■ **DETTAGLI DEL PROBLEMA**: Restituisci tutte le righe dei record sotto forma di tabella Markdown con due colonne, «Numero» per il numero progressivo e «Testo» per il contenuto della riga. Salta le righe vuote e lascia fuori le immagini.

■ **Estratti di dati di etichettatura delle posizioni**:

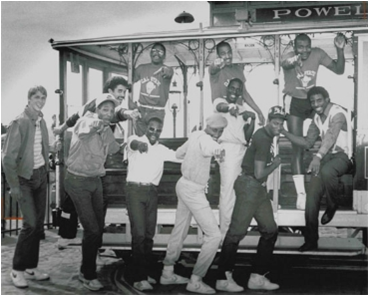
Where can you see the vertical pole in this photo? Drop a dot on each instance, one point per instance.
(59, 183)
(130, 80)
(276, 173)
(201, 74)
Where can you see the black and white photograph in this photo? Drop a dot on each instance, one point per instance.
(184, 147)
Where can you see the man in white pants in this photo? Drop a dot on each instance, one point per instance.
(196, 154)
(234, 141)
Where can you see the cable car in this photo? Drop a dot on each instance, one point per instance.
(259, 32)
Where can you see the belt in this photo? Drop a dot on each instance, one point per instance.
(139, 183)
(150, 107)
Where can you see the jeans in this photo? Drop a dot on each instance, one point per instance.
(192, 202)
(142, 205)
(251, 202)
(32, 205)
(86, 194)
(332, 166)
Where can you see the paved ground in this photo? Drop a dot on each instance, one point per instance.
(320, 278)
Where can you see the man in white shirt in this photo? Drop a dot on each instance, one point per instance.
(145, 168)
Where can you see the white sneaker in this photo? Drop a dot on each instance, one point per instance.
(143, 285)
(93, 285)
(34, 274)
(301, 201)
(228, 285)
(170, 278)
(199, 287)
(260, 282)
(18, 279)
(63, 243)
(151, 280)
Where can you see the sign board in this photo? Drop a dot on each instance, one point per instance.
(312, 13)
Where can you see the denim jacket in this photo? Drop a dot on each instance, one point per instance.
(17, 152)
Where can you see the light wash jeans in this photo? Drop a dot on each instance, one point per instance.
(192, 202)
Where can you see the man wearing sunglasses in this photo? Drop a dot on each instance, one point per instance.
(155, 79)
(145, 167)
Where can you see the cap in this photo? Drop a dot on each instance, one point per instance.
(276, 112)
(106, 98)
(216, 121)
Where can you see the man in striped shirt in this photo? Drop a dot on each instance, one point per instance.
(25, 161)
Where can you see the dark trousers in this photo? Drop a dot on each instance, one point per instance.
(332, 167)
(87, 197)
(142, 204)
(32, 205)
(251, 202)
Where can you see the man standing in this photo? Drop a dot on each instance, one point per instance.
(25, 159)
(222, 71)
(92, 141)
(155, 80)
(252, 202)
(300, 69)
(234, 140)
(190, 188)
(331, 123)
(146, 159)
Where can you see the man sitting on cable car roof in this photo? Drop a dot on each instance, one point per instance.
(222, 71)
(331, 123)
(300, 69)
(155, 79)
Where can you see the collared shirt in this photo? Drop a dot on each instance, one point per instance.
(196, 153)
(89, 149)
(233, 133)
(17, 151)
(336, 124)
(148, 167)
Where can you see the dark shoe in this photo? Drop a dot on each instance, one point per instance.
(328, 215)
(308, 247)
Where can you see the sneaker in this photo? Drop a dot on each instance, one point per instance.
(170, 278)
(151, 280)
(34, 274)
(228, 285)
(63, 243)
(199, 287)
(260, 282)
(18, 279)
(143, 285)
(301, 201)
(93, 285)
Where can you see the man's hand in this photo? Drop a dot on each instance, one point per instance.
(219, 62)
(132, 114)
(142, 147)
(248, 114)
(16, 193)
(314, 166)
(340, 41)
(261, 119)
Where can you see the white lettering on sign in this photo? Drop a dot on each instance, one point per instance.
(322, 9)
(279, 12)
(308, 12)
(342, 9)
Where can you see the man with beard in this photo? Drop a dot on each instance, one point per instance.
(300, 69)
(155, 80)
(252, 201)
(234, 141)
(146, 159)
(330, 122)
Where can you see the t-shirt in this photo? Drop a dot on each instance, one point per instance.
(299, 80)
(261, 149)
(154, 88)
(220, 80)
(148, 167)
(233, 133)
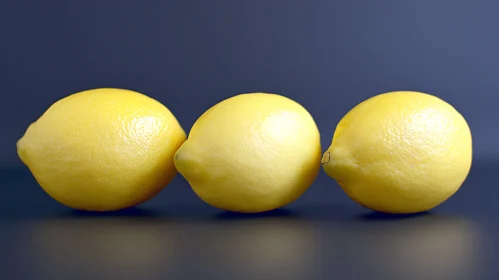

■ **RISULTATO ESERCIZIO**:
| Numero | Testo |
|---|---|
| 1 | Where can you see the vertical pole in this photo? Drop a dot on each instance, one point per instance. |
| 2 | (59, 183) |
| 3 | (130, 80) |
| 4 | (276, 173) |
| 5 | (201, 74) |
| 6 | Where can you see the black and white photograph in this photo? Drop a dot on each instance, one point per instance. |
| 7 | (184, 147) |
| 8 | Where can you see the man in white pants in this photo? Drop a dot on each instance, one point per instance. |
| 9 | (196, 154) |
| 10 | (234, 141) |
| 11 | Where can you see the cable car in this photo? Drop a dot on each instance, one point per instance. |
| 12 | (259, 32) |
| 13 | Where can you see the belt in this photo? Drop a dot on each instance, one point per instance. |
| 14 | (139, 183) |
| 15 | (150, 107) |
| 16 | Where can you see the jeans in this photo? Drop a dot on each instance, one point per instance. |
| 17 | (192, 202) |
| 18 | (142, 205) |
| 19 | (251, 202) |
| 20 | (32, 205) |
| 21 | (86, 194) |
| 22 | (332, 166) |
| 23 | Where can you see the paved ground in this photo? Drop a dot on each instance, one point per instance. |
| 24 | (320, 278) |
| 25 | Where can you see the man in white shirt in this photo? Drop a dot on each instance, one point per instance. |
| 26 | (145, 168) |
| 27 | Where can you see the white sneaker in this photo? Drop a dot on each instance, one point per instance. |
| 28 | (143, 285) |
| 29 | (93, 285) |
| 30 | (34, 274) |
| 31 | (301, 201) |
| 32 | (228, 285) |
| 33 | (170, 278) |
| 34 | (199, 287) |
| 35 | (260, 282) |
| 36 | (18, 279) |
| 37 | (63, 243) |
| 38 | (151, 280) |
| 39 | Where can you see the sign board in this photo? Drop a dot on each instance, one point per instance. |
| 40 | (312, 13) |
| 41 | Where can you see the denim jacket in this photo? Drop a dot on each instance, one point per instance. |
| 42 | (17, 152) |
| 43 | Where can you see the light wash jeans in this photo? Drop a dot on each instance, one point per instance. |
| 44 | (192, 202) |
| 45 | Where can you see the man wearing sunglasses in this photo? Drop a dot on each instance, one point per instance. |
| 46 | (155, 79) |
| 47 | (145, 167) |
| 48 | Where can you see the cap in this photo? Drop a dot on each instance, one point per instance. |
| 49 | (276, 112) |
| 50 | (106, 98) |
| 51 | (216, 121) |
| 52 | Where can you see the man in striped shirt in this photo? Drop a dot on each instance, one point per instance. |
| 53 | (25, 161) |
| 54 | Where can you see the dark trousers in this photo? Drop a dot on each instance, one point per instance. |
| 55 | (332, 167) |
| 56 | (87, 197) |
| 57 | (142, 204) |
| 58 | (32, 205) |
| 59 | (251, 202) |
| 60 | Where can you see the man standing in this photo? Drop a dot on each instance, one point per instance. |
| 61 | (25, 159) |
| 62 | (222, 71) |
| 63 | (92, 141) |
| 64 | (155, 80) |
| 65 | (252, 202) |
| 66 | (300, 69) |
| 67 | (234, 140) |
| 68 | (190, 188) |
| 69 | (331, 123) |
| 70 | (146, 159) |
| 71 | Where can you see the man sitting on cable car roof in this photo? Drop a dot on each instance, one point per instance. |
| 72 | (222, 71) |
| 73 | (331, 123) |
| 74 | (300, 69) |
| 75 | (155, 79) |
| 76 | Where can you see the collared shirt in this photo? Drop a dot on each instance, one point per instance. |
| 77 | (196, 153) |
| 78 | (89, 149) |
| 79 | (233, 133) |
| 80 | (17, 151) |
| 81 | (336, 124) |
| 82 | (148, 167) |
| 83 | Where can you see the dark shoe in this photo? Drop a dot on each instance, one point per instance. |
| 84 | (328, 215) |
| 85 | (308, 247) |
| 86 | Where can you see the sneaker in this photo? Drop a dot on each instance, one point per instance. |
| 87 | (170, 278) |
| 88 | (151, 280) |
| 89 | (34, 274) |
| 90 | (228, 285) |
| 91 | (63, 243) |
| 92 | (199, 287) |
| 93 | (260, 282) |
| 94 | (18, 279) |
| 95 | (143, 285) |
| 96 | (301, 201) |
| 97 | (93, 285) |
| 98 | Where can you see the man's hand in this photo? Drop a dot on each instance, one point per instance. |
| 99 | (219, 62) |
| 100 | (132, 114) |
| 101 | (142, 147) |
| 102 | (248, 114) |
| 103 | (16, 193) |
| 104 | (314, 166) |
| 105 | (340, 41) |
| 106 | (261, 119) |
| 107 | Where can you see the white lettering on sign in this photo? Drop a dot on each instance, one point per instance. |
| 108 | (322, 9) |
| 109 | (279, 12) |
| 110 | (308, 12) |
| 111 | (342, 9) |
| 112 | Where can you see the man with beard in this photo? Drop a dot on each instance, one point per instance. |
| 113 | (300, 69) |
| 114 | (155, 80) |
| 115 | (252, 201) |
| 116 | (234, 141) |
| 117 | (146, 159) |
| 118 | (330, 122) |
| 119 | Where can you see the t-shirt in this photo? Drop a dot on each instance, one point per instance. |
| 120 | (299, 80) |
| 121 | (261, 149) |
| 122 | (154, 88) |
| 123 | (220, 80) |
| 124 | (148, 167) |
| 125 | (233, 133) |